Set out every line below as a numbered list, skipping any blank lines and leaving the pictures out.

:::::

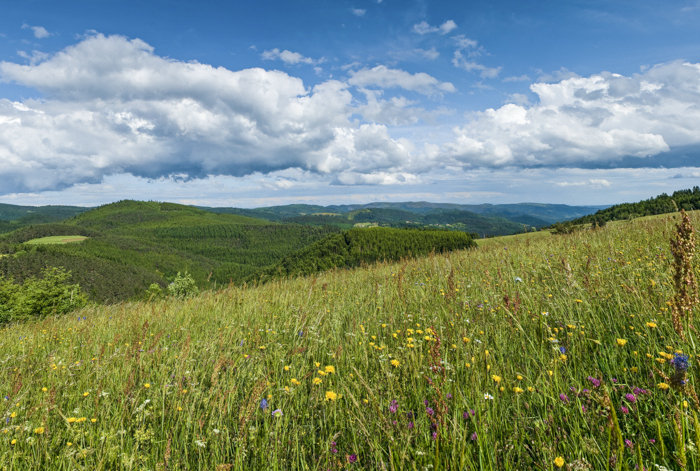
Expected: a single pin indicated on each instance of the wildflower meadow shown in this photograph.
(561, 352)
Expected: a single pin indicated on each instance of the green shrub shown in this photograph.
(38, 297)
(183, 286)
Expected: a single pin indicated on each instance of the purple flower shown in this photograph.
(393, 407)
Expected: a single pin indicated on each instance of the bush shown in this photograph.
(38, 297)
(183, 286)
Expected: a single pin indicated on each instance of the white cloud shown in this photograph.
(587, 121)
(111, 106)
(383, 77)
(590, 183)
(521, 78)
(465, 54)
(424, 28)
(289, 57)
(430, 54)
(39, 31)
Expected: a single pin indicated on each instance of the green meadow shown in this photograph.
(536, 352)
(57, 240)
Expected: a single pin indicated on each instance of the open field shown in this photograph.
(53, 240)
(554, 353)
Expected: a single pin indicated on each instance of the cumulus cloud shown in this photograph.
(289, 57)
(587, 120)
(39, 31)
(424, 28)
(111, 105)
(384, 77)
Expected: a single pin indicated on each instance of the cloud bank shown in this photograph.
(111, 105)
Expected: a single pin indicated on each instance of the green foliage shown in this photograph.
(39, 297)
(683, 199)
(358, 247)
(183, 286)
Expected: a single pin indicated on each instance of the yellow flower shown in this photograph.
(331, 396)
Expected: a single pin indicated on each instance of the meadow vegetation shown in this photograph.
(541, 353)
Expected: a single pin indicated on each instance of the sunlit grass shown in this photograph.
(533, 354)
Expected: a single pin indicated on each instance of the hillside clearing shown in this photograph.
(53, 240)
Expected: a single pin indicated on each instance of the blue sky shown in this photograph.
(262, 103)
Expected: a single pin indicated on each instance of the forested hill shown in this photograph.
(662, 204)
(133, 245)
(356, 247)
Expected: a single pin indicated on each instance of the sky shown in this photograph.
(250, 104)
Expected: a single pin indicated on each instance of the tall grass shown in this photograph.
(539, 354)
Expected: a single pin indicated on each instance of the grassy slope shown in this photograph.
(182, 381)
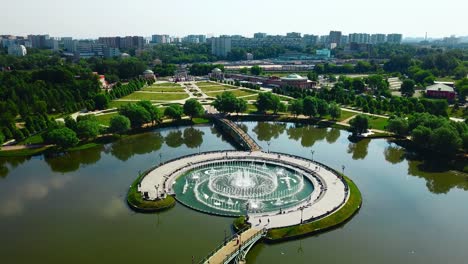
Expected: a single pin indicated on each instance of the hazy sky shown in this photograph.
(93, 18)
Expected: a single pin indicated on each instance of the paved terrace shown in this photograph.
(330, 191)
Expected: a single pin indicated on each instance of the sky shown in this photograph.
(94, 18)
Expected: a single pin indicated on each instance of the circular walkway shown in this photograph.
(329, 195)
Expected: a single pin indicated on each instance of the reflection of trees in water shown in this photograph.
(333, 135)
(136, 144)
(438, 179)
(10, 162)
(174, 139)
(308, 134)
(71, 161)
(193, 138)
(394, 154)
(267, 131)
(359, 149)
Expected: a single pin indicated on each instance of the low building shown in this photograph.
(440, 90)
(149, 75)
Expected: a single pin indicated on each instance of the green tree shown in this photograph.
(398, 125)
(136, 113)
(174, 112)
(335, 111)
(256, 70)
(101, 101)
(407, 87)
(193, 108)
(359, 124)
(119, 124)
(296, 107)
(62, 137)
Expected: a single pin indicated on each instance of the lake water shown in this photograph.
(72, 209)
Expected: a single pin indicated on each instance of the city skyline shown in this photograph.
(104, 18)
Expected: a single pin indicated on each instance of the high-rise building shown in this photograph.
(377, 38)
(359, 38)
(394, 38)
(260, 35)
(17, 50)
(221, 46)
(335, 37)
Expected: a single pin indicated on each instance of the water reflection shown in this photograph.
(309, 134)
(125, 148)
(268, 131)
(68, 162)
(15, 199)
(438, 179)
(359, 149)
(394, 153)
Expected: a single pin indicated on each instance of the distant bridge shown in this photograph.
(236, 248)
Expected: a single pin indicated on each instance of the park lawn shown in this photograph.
(117, 104)
(237, 93)
(216, 88)
(378, 122)
(165, 85)
(164, 89)
(105, 119)
(155, 96)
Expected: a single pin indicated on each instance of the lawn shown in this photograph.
(237, 93)
(155, 96)
(105, 119)
(216, 88)
(164, 89)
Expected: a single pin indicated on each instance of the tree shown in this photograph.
(256, 70)
(241, 105)
(225, 103)
(359, 124)
(119, 124)
(398, 125)
(101, 101)
(310, 106)
(296, 107)
(137, 114)
(88, 129)
(407, 87)
(174, 112)
(193, 108)
(335, 111)
(62, 137)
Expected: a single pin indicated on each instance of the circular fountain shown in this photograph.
(239, 186)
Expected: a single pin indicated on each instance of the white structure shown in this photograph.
(17, 50)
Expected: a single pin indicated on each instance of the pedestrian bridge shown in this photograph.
(235, 248)
(239, 135)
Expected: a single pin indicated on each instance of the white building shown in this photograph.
(17, 50)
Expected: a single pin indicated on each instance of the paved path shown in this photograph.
(232, 246)
(329, 194)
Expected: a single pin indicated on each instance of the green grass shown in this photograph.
(155, 96)
(136, 201)
(337, 218)
(165, 85)
(105, 119)
(216, 88)
(236, 93)
(378, 122)
(164, 89)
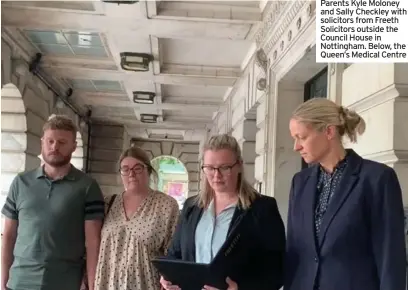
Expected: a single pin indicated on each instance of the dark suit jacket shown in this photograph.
(361, 244)
(259, 266)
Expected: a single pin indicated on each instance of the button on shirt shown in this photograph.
(212, 232)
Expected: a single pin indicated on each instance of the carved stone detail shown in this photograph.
(279, 9)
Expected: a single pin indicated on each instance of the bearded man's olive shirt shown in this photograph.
(50, 246)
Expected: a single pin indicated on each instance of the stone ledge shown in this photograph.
(389, 157)
(386, 94)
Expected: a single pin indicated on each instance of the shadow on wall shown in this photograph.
(172, 178)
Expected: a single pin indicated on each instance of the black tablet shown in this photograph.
(189, 275)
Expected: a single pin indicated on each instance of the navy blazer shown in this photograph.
(361, 244)
(258, 263)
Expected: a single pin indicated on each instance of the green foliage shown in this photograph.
(168, 160)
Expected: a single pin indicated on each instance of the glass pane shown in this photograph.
(82, 84)
(46, 37)
(83, 39)
(107, 85)
(89, 51)
(55, 49)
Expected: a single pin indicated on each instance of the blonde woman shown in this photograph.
(227, 201)
(138, 226)
(345, 218)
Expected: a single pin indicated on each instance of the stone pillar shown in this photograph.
(13, 137)
(379, 93)
(260, 145)
(106, 147)
(245, 133)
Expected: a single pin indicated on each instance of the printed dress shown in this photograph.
(128, 245)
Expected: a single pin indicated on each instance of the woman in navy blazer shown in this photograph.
(345, 219)
(229, 207)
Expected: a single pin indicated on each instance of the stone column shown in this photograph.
(106, 147)
(379, 92)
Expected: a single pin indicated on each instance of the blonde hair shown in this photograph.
(246, 193)
(320, 113)
(60, 122)
(139, 154)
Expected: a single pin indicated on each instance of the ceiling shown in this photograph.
(198, 49)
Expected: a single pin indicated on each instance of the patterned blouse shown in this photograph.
(326, 186)
(128, 245)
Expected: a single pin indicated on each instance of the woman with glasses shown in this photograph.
(138, 225)
(226, 202)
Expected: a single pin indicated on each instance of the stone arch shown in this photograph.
(172, 177)
(187, 153)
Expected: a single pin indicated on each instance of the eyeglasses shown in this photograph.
(223, 170)
(137, 169)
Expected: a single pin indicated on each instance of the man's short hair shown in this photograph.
(60, 122)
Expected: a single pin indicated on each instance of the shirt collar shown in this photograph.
(339, 167)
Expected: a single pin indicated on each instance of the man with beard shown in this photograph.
(52, 213)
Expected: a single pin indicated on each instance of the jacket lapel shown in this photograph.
(194, 218)
(310, 188)
(343, 190)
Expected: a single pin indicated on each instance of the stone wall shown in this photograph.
(379, 92)
(242, 115)
(107, 143)
(26, 103)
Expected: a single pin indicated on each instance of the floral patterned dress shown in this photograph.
(127, 245)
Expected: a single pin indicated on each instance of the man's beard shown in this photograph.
(57, 160)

:::::

Correct output:
1. Expected: a single pin indicated on each instance of the wildflower meadow shown in this photograph.
2. (561, 352)
3. Expected: a single pin indicated on each instance of the green shrub shown in this photograph.
4. (38, 297)
5. (183, 286)
6. Expected: a single pin indicated on each instance of the purple flower shown in this photograph.
7. (393, 407)
8. Expected: a single pin indicated on each instance of the bush shown in this photograph.
9. (38, 297)
10. (183, 286)
11. Expected: a single pin indicated on each instance of the white cloud shown in this photograph.
12. (587, 121)
13. (111, 106)
14. (383, 77)
15. (590, 183)
16. (521, 78)
17. (465, 54)
18. (424, 28)
19. (289, 57)
20. (430, 54)
21. (39, 31)
22. Expected: a single pin indicated on each instance of the green meadow shown in this photograph.
23. (536, 352)
24. (57, 240)
25. Expected: a single pin indicated on each instance of the open field shown in this photograph.
26. (53, 240)
27. (554, 353)
28. Expected: a single pin indicated on each instance of the cumulus cloud shown in this photograph.
29. (289, 57)
30. (587, 120)
31. (39, 31)
32. (424, 28)
33. (111, 105)
34. (384, 77)
35. Expected: a single pin indicated on each instance of the cloud bank shown in this photograph.
36. (111, 105)
37. Expected: a single pin indicated on each instance of the green foliage shown in this photograph.
38. (39, 297)
39. (683, 199)
40. (358, 247)
41. (183, 286)
42. Expected: a single pin indicated on each instance of the yellow flower shown in this photograph.
43. (331, 396)
44. Expected: a single pin indicated on each instance of the meadow vegetation shown in this photograph.
45. (541, 353)
46. Expected: a single pin indicated on each instance of the sunlit grass shown in this photograph.
47. (533, 354)
48. Expected: a single pin indicated on each instance of the hillside clearing shown in this photograph.
49. (53, 240)
50. Expected: a single pin indicated on each instance of the blue sky shown in this photograph.
51. (262, 103)
52. Expected: a single pin indicated on each instance of the forested hill shown in this photograph.
53. (662, 204)
54. (133, 245)
55. (356, 247)
56. Expected: a single pin indicated on each instance of the sky shown in this photograph.
57. (250, 104)
58. Expected: a single pin indicated on each instance of the tall grass shown in this photograph.
59. (539, 354)
60. Expected: a single pin indicated on each instance of the grassy slope shown in this photograph.
61. (182, 381)
62. Expected: a single pin indicated on each instance of the hazy sky shown in this photograph.
63. (93, 18)
64. Expected: a single pin indicated on each instance of the paved terrace shown in this photograph.
65. (330, 191)
66. Expected: a single pin indicated on each instance of the sky shown in this photograph.
67. (94, 18)
68. Expected: a single pin indicated on each instance of the circular walkway shown in this photograph.
69. (329, 195)
70. Expected: a single pin indicated on each instance of the reflection of trees in water shown in this photograph.
71. (333, 135)
72. (136, 144)
73. (438, 179)
74. (10, 162)
75. (174, 139)
76. (308, 134)
77. (71, 161)
78. (193, 138)
79. (394, 154)
80. (267, 131)
81. (359, 149)
82. Expected: a single pin indicated on each instance of the low building shown in this photograph.
83. (440, 90)
84. (149, 75)
85. Expected: a single pin indicated on each instance of the green tree shown in this photograph.
86. (398, 125)
87. (136, 113)
88. (174, 112)
89. (335, 111)
90. (256, 70)
91. (101, 101)
92. (407, 87)
93. (193, 108)
94. (359, 124)
95. (119, 124)
96. (296, 107)
97. (62, 137)
98. Expected: a single pin indicated on each instance of the lake water shown in this photograph.
99. (72, 209)
100. Expected: a single pin indicated on each instance of the city skyline shown in this photograph.
101. (104, 18)
102. Expected: a single pin indicated on each instance of the high-rise building shown in this photograph.
103. (377, 38)
104. (359, 38)
105. (394, 38)
106. (260, 35)
107. (17, 50)
108. (221, 46)
109. (335, 37)
110. Expected: a single pin indicated on each instance of the water reflection shown in this photograph.
111. (309, 134)
112. (125, 148)
113. (268, 131)
114. (68, 162)
115. (15, 199)
116. (438, 179)
117. (359, 149)
118. (394, 153)
119. Expected: a single pin indicated on each instance of the distant bridge shown in this photograph.
120. (236, 248)
121. Expected: a single pin indicated on each instance of the park lawn shown in this photograph.
122. (117, 104)
123. (237, 93)
124. (216, 88)
125. (378, 122)
126. (165, 85)
127. (164, 89)
128. (105, 119)
129. (155, 96)
130. Expected: a single pin indicated on each instance of the lawn shown in this photograph.
131. (237, 93)
132. (155, 96)
133. (105, 119)
134. (216, 88)
135. (164, 89)
136. Expected: a single pin indicated on each instance of the tree shown in this photograph.
137. (256, 70)
138. (241, 105)
139. (225, 103)
140. (359, 124)
141. (119, 124)
142. (398, 125)
143. (101, 101)
144. (310, 106)
145. (296, 107)
146. (137, 114)
147. (88, 129)
148. (407, 87)
149. (174, 112)
150. (193, 108)
151. (335, 111)
152. (62, 137)
153. Expected: a single pin indicated on each instance of the circular fountain shown in this photograph.
154. (239, 186)
155. Expected: a single pin indicated on each instance of the white structure shown in this photograph.
156. (17, 50)
157. Expected: a single pin indicated on each instance of the pedestrian bridge shown in this photograph.
158. (235, 248)
159. (239, 135)
160. Expected: a single pin indicated on each instance of the white building shown in this photograph.
161. (17, 50)
162. Expected: a single pin indicated on each instance of the paved path shown in this photograph.
163. (232, 246)
164. (329, 194)
165. Expected: a single pin indicated on each instance of the green grass shown in this photograph.
166. (155, 96)
167. (136, 201)
168. (337, 218)
169. (165, 85)
170. (105, 119)
171. (216, 88)
172. (236, 93)
173. (378, 122)
174. (164, 89)
175. Expected: a single pin indicated on each instance of the dark suit jacket shown in this photograph.
176. (361, 244)
177. (259, 266)
178. Expected: a single pin indicated on each instance of the button on shirt shown in this photograph.
179. (212, 232)
180. Expected: a single pin indicated on each instance of the carved stone detail shown in this photograph.
181. (279, 9)
182. Expected: a single pin indicated on each instance of the bearded man's olive shirt shown in this photograph.
183. (50, 246)
184. Expected: a single pin indicated on each instance of the stone ledge shown in this photograph.
185. (389, 157)
186. (386, 94)
187. Expected: a single pin indicated on each instance of the shadow on wall shown in this photograph.
188. (172, 178)
189. Expected: a single pin indicated on each instance of the black tablet shown in this photograph.
190. (189, 275)
191. Expected: a single pin indicated on each instance of the navy blazer shown in this photograph.
192. (361, 244)
193. (258, 263)
194. Expected: a single pin indicated on each instance of the green foliage shown in this photograph.
195. (168, 160)
196. Expected: a single pin indicated on each instance of the glass pane shown in this photograph.
197. (82, 84)
198. (46, 37)
199. (83, 39)
200. (107, 85)
201. (89, 51)
202. (55, 49)
203. Expected: a single pin indicated on each instance of the blonde woman shown in this photograph.
204. (227, 201)
205. (138, 226)
206. (345, 218)
207. Expected: a single pin indicated on each instance of the stone pillar shown in this photograph.
208. (13, 137)
209. (379, 93)
210. (260, 145)
211. (106, 147)
212. (245, 133)
213. Expected: a single pin indicated on each instance of the printed dress shown in this photograph.
214. (128, 245)
215. Expected: a single pin indicated on each instance of the woman in navy blazer shown in this photograph.
216. (345, 219)
217. (229, 207)
218. Expected: a single pin indicated on each instance of the stone column shown in this photograph.
219. (106, 147)
220. (379, 92)
221. Expected: a single pin indicated on each instance of the blonde hair shown in this photograph.
222. (246, 193)
223. (320, 113)
224. (60, 122)
225. (139, 154)
226. Expected: a single pin indicated on each instance of the ceiling shown in this photograph.
227. (198, 49)
228. Expected: a single pin indicated on each instance of the patterned blouse shown in this photograph.
229. (326, 186)
230. (128, 245)
231. Expected: a single pin indicated on each instance of the woman with glasses shown in this photograph.
232. (138, 225)
233. (226, 202)
234. Expected: a single pin indicated on each instance of the stone arch shown in this photograph.
235. (172, 177)
236. (187, 153)
237. Expected: a single pin indicated on each instance of the eyeglasses shown in this photograph.
238. (223, 170)
239. (137, 169)
240. Expected: a single pin indicated on each instance of the man's short hair shown in this photograph.
241. (60, 122)
242. Expected: a single pin indicated on each instance of the shirt collar shown in this photograph.
243. (339, 167)
244. Expected: a single pin indicated on each instance of the man with beard shown in this photograph.
245. (52, 213)
246. Expected: a single pin indicated on each instance of the jacket lapel shown in this photograph.
247. (194, 218)
248. (310, 188)
249. (343, 190)
250. Expected: a single pin indicated on each instance of the stone wall shown in this photograph.
251. (379, 92)
252. (242, 115)
253. (107, 143)
254. (26, 103)
255. Expected: a single pin indicated on each instance of the floral patterned dress shown in this photograph.
256. (127, 245)
257. Expected: a single pin indicated on each instance of the man's beard shown in this photograph.
258. (57, 160)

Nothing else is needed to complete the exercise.